Filter the listing down to the lines containing the word "clicks".

[Start of section]

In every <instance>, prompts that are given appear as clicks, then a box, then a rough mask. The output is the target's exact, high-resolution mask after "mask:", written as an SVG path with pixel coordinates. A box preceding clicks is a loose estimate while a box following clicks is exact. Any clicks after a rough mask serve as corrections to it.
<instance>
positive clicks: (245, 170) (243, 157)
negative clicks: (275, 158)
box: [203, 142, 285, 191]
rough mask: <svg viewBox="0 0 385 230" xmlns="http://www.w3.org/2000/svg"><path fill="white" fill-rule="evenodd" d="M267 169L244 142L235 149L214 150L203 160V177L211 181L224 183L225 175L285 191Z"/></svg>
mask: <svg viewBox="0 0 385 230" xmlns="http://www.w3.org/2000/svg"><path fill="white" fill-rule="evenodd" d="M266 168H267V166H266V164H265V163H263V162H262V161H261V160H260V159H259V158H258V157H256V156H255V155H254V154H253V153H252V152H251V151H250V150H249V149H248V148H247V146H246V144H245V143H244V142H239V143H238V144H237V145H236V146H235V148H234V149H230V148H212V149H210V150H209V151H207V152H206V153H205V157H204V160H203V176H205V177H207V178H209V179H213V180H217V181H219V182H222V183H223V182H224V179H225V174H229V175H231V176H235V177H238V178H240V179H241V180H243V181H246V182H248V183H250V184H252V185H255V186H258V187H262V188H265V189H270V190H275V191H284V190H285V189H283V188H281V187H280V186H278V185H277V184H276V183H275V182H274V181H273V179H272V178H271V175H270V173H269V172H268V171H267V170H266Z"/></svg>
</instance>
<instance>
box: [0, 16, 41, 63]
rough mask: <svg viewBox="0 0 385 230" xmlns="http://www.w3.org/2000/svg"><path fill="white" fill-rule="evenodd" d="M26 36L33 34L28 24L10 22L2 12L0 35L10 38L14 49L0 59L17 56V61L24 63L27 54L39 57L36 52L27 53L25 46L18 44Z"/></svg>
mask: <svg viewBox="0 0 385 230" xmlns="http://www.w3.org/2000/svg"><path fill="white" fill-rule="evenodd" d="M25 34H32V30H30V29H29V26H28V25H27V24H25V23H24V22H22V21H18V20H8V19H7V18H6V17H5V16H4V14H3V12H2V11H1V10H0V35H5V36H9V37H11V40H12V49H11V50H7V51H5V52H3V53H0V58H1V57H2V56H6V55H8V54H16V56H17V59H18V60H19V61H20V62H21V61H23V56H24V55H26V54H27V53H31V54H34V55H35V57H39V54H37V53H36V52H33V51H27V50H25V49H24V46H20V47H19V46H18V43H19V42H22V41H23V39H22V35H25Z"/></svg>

[End of section]

**SOLUTION**
In every <instance>, prompts that are given appear as clicks, then a box, then a rough mask. The output is the target's exact, high-resolution mask after "mask:", written as an SVG path with pixel coordinates. A box preceding clicks is a loose estimate while a box following clicks is exact. Any clicks after a rough mask serve as corrections to it.
positive clicks: (245, 170) (243, 157)
negative clicks: (275, 158)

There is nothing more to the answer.